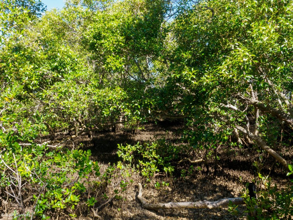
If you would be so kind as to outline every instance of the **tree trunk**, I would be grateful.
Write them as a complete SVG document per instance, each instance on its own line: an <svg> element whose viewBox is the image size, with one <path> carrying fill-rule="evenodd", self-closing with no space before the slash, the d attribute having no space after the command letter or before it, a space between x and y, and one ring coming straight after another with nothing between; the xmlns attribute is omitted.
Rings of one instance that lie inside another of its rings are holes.
<svg viewBox="0 0 293 220"><path fill-rule="evenodd" d="M139 188L137 198L142 204L142 207L144 209L151 210L160 209L217 209L228 205L231 202L234 205L244 204L243 199L241 197L226 198L215 202L204 201L198 202L169 202L167 203L148 203L142 198L142 187L140 183L138 184Z"/></svg>

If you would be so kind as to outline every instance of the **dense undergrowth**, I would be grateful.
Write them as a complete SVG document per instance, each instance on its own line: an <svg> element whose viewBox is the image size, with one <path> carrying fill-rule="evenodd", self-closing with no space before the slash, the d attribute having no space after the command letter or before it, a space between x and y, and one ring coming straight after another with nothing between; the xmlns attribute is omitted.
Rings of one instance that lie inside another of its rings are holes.
<svg viewBox="0 0 293 220"><path fill-rule="evenodd" d="M3 218L98 218L134 201L139 182L169 201L206 199L192 185L226 187L247 207L231 204L235 216L292 219L292 1L65 4L0 2ZM160 130L167 120L179 120L177 133ZM97 149L108 141L112 151Z"/></svg>

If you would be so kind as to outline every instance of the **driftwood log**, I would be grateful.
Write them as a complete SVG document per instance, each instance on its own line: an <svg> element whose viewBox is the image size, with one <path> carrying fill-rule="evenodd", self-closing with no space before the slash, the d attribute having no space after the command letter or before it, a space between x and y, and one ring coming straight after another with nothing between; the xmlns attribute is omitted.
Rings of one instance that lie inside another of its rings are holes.
<svg viewBox="0 0 293 220"><path fill-rule="evenodd" d="M169 202L167 203L153 204L148 203L142 198L142 185L138 184L139 191L137 198L142 204L142 207L144 209L151 210L162 209L217 209L229 204L230 201L234 205L241 205L244 204L243 198L237 197L234 198L225 198L215 202L204 201L198 202Z"/></svg>

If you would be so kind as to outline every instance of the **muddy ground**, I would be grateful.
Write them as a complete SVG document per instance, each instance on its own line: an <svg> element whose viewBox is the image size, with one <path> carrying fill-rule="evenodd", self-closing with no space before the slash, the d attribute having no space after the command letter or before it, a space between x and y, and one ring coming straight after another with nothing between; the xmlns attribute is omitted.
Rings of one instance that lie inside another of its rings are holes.
<svg viewBox="0 0 293 220"><path fill-rule="evenodd" d="M101 166L101 173L109 166L116 163L120 159L116 152L117 144L135 144L151 141L156 139L164 138L168 143L175 146L188 143L180 143L178 140L182 135L183 124L182 122L158 121L144 125L144 129L136 131L134 133L129 131L117 131L112 132L105 131L93 134L92 137L87 136L78 137L73 141L67 142L66 147L77 148L81 143L84 150L90 149L91 159L98 161ZM284 157L289 161L293 159L293 151L286 151L282 149ZM248 182L257 178L256 169L253 165L255 161L260 161L260 156L263 157L264 168L263 175L270 174L273 183L280 187L286 182L287 177L281 167L275 163L273 158L266 154L257 153L253 148L239 148L235 147L220 148L218 150L220 160L217 166L217 170L214 172L214 163L212 157L208 160L209 172L207 173L206 165L203 163L194 165L195 169L190 175L185 177L180 176L180 171L188 170L191 165L188 162L180 163L176 166L176 171L172 176L166 176L159 173L151 182L147 182L144 178L130 170L131 176L122 177L119 170L116 170L112 175L111 182L102 189L95 189L94 186L85 194L81 195L81 201L86 201L89 196L96 196L98 206L106 201L102 195L105 193L109 198L115 194L114 188L119 187L121 180L130 183L125 192L120 194L121 199L113 199L99 210L98 214L101 219L236 219L245 218L243 205L238 207L239 215L233 215L227 208L217 209L183 209L179 210L162 210L150 211L142 208L137 198L138 182L143 184L143 197L149 203L167 203L169 202L196 202L203 200L216 201L225 197L241 196L241 193ZM192 148L182 158L188 157L195 160L204 157L205 152L196 152ZM130 182L132 180L132 183ZM168 186L156 188L155 184L158 181L164 181L169 183ZM118 187L117 186L118 186ZM93 218L90 208L81 204L76 209L78 217L75 219L90 219ZM52 219L55 220L71 218L66 213L57 216L52 213Z"/></svg>

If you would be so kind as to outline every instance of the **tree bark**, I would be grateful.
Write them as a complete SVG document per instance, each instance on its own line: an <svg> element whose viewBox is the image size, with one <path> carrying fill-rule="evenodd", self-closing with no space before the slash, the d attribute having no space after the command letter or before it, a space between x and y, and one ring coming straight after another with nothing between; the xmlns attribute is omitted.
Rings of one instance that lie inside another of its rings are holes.
<svg viewBox="0 0 293 220"><path fill-rule="evenodd" d="M233 124L231 121L219 116L216 116L214 117L219 121L225 122L227 124L234 126L237 130L247 135L251 139L255 141L260 146L261 149L265 150L270 155L273 157L281 163L286 170L290 172L287 162L274 150L270 148L267 145L265 142L258 135L255 135L240 125Z"/></svg>
<svg viewBox="0 0 293 220"><path fill-rule="evenodd" d="M139 191L137 198L142 204L142 207L144 209L154 210L163 209L212 209L221 208L228 205L230 201L235 205L244 204L243 199L241 197L226 198L215 202L204 201L198 202L169 202L167 203L148 203L142 198L142 187L138 184Z"/></svg>
<svg viewBox="0 0 293 220"><path fill-rule="evenodd" d="M251 104L260 111L269 113L272 116L275 116L284 121L293 129L293 118L291 117L290 115L281 110L274 109L269 105L266 106L258 100L246 98L241 95L239 95L238 98L239 101L243 103Z"/></svg>

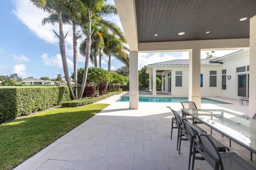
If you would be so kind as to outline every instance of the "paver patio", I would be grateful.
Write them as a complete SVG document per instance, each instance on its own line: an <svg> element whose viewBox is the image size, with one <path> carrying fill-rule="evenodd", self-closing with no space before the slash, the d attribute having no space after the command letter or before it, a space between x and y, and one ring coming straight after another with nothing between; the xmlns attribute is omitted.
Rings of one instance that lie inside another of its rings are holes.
* * * *
▸ What is needed: Could you revise all the items above so that "grateful" becomes "thankful" everywhere, with nothing else altered and the pictures left out?

▸ Full response:
If you would be so kind as to outline every instance of the **tree trunk**, I would be thankful.
Write them as a complete SVG document per instance, each instance on its own line: an <svg> element whose viewBox is the image size, with one <path> carrying fill-rule="evenodd", self-closing with no space before the slash, the d attribute having no space after the command letter or before it, a space between x and y, and one ring coming straight after another with nothing between; the xmlns attribute is omitted.
Rings of one instance that lie inside another of its rings are holes.
<svg viewBox="0 0 293 220"><path fill-rule="evenodd" d="M139 188L137 198L142 204L142 207L144 209L151 210L160 209L217 209L228 205L231 202L234 205L244 204L243 199L241 197L226 198L215 202L204 201L198 202L169 202L167 203L148 203L142 198L142 187L140 183L138 184Z"/></svg>

If you would be so kind as to outline every instance of the **dense undergrowth**, I would be thankful.
Write them as a complete SVG document per instance, each instance on its own line: an <svg> element whose viewBox is the image size, with one <path> carrying fill-rule="evenodd", self-closing with no space before the slash, the d attribute having no space after the command letter or before it, a space between x and y, and one ring coming straight after another with nothing between; the xmlns attribute is omitted.
Rings of one instance that lie inside another of its rings are holes.
<svg viewBox="0 0 293 220"><path fill-rule="evenodd" d="M3 218L98 218L134 201L139 182L169 201L206 199L192 185L226 187L247 207L231 204L235 216L292 219L292 1L65 4L0 2ZM160 130L167 120L179 120L177 133ZM97 149L108 141L112 151Z"/></svg>

If you would be so kind as to outline every instance of the **driftwood log**, I would be thankful.
Write them as a complete SVG document per instance, each instance on its own line: an <svg> element whose viewBox is the image size, with one <path> carrying fill-rule="evenodd", self-closing with no space before the slash, the d attribute having no space after the command letter or before it, a space between x and y, and one ring coming straight after another with nothing between; the xmlns attribute is omitted.
Rings of one instance that lie inside another of its rings are holes.
<svg viewBox="0 0 293 220"><path fill-rule="evenodd" d="M169 202L167 203L153 204L148 203L142 198L142 185L138 184L139 191L137 198L142 204L142 207L144 209L151 210L162 209L217 209L229 204L230 201L234 205L241 205L244 204L243 198L237 197L234 198L225 198L215 202L204 201L198 202Z"/></svg>

If you would be so kind as to outline every instance of the **muddy ground**, I would be thankful.
Write them as a complete SVG document per instance, each instance on its own line: an <svg> element whose viewBox is the image size, with one <path> carrying fill-rule="evenodd", self-closing with no space before the slash, the d attribute having no space after the command letter or before it, a space between x and y, and one ring coming straight after another with nothing between; the xmlns attribute is omitted.
Rings of one instance that lie inside another of its rings are holes.
<svg viewBox="0 0 293 220"><path fill-rule="evenodd" d="M101 166L101 173L109 166L116 163L120 159L116 152L117 144L135 144L151 141L156 139L164 138L168 143L175 146L188 143L180 143L178 140L182 135L183 124L182 122L158 121L144 125L144 129L136 131L134 133L129 131L117 131L112 132L105 131L93 134L92 137L87 136L78 137L73 141L67 142L66 147L77 148L81 143L84 150L90 149L91 159L98 161ZM284 157L289 161L293 159L293 151L286 151L282 149ZM248 182L257 178L256 169L253 165L255 161L260 161L260 156L263 157L264 168L263 175L270 174L273 183L280 187L286 182L287 177L281 167L275 163L273 158L266 154L257 153L253 148L239 148L235 147L220 148L218 150L220 160L217 166L217 170L214 172L214 163L212 157L208 160L209 172L207 173L206 165L203 163L194 165L195 169L190 175L185 177L180 176L180 171L188 170L191 165L188 162L180 163L176 166L176 171L172 176L166 176L159 173L151 182L147 182L144 178L130 170L131 176L122 177L119 170L116 170L112 175L111 182L102 189L95 189L94 186L85 194L81 195L81 201L86 201L89 196L96 196L98 206L106 201L102 195L105 193L109 198L115 194L114 188L119 187L121 180L130 183L125 192L120 194L121 199L113 199L99 210L98 214L101 219L236 219L245 218L243 205L238 207L239 215L233 215L227 208L217 209L183 209L179 210L162 210L150 211L142 208L137 198L138 182L143 184L143 197L149 203L167 203L169 202L196 202L203 200L216 201L225 197L241 196L241 193ZM192 148L182 158L188 157L195 160L204 157L205 152L196 152ZM130 182L132 180L132 183ZM168 186L156 188L155 184L158 181L164 181L169 183ZM118 187L117 186L118 186ZM93 218L90 208L81 204L76 209L78 217L75 219L90 219ZM52 219L55 220L71 218L66 213L57 216L52 213Z"/></svg>

If you would be so kind as to outline every instance of the **tree bark**, I would be thankful.
Write them as a complete SVG document per instance, each instance on its own line: an <svg> element whose viewBox is the image size, with one <path> carrying fill-rule="evenodd", self-closing with no space before the slash, the d attribute having no space after the command letter or before it, a space between x and y, and one ring coming straight after another with nothing between; the xmlns attribute is omitted.
Rings of one instance that lie inside another of its rings are holes.
<svg viewBox="0 0 293 220"><path fill-rule="evenodd" d="M233 124L231 121L219 116L216 116L214 117L219 121L225 122L227 124L234 126L237 130L247 135L251 139L255 141L260 146L261 149L265 150L270 155L273 157L281 163L286 170L290 172L287 162L274 150L270 148L267 145L265 142L258 135L255 135L240 125Z"/></svg>
<svg viewBox="0 0 293 220"><path fill-rule="evenodd" d="M139 191L137 198L142 204L142 207L144 209L154 210L163 209L212 209L221 208L228 205L230 201L235 205L244 204L243 199L241 197L226 198L215 202L204 201L198 202L169 202L167 203L148 203L142 198L142 187L138 184Z"/></svg>
<svg viewBox="0 0 293 220"><path fill-rule="evenodd" d="M251 104L260 111L269 113L272 116L275 116L284 121L293 129L293 118L291 117L290 115L281 110L274 109L269 105L266 106L258 100L246 98L241 95L239 95L238 98L239 101L243 103Z"/></svg>

If you would be so kind as to outline every instance of the "paver patio", I would be thankful.
Write them as a complete SVG document per instance, each instance on its own line: an <svg> element whose viewBox is the image size, with one <path> carrying fill-rule="evenodd", self-closing with no space before the slash, the d attribute having no space after the command letter or before it, a space between x and y, and one ring coming straight after another with nothing between; the xmlns attribute is omitted.
Rings of one instance that lie inside another of its rings are holes.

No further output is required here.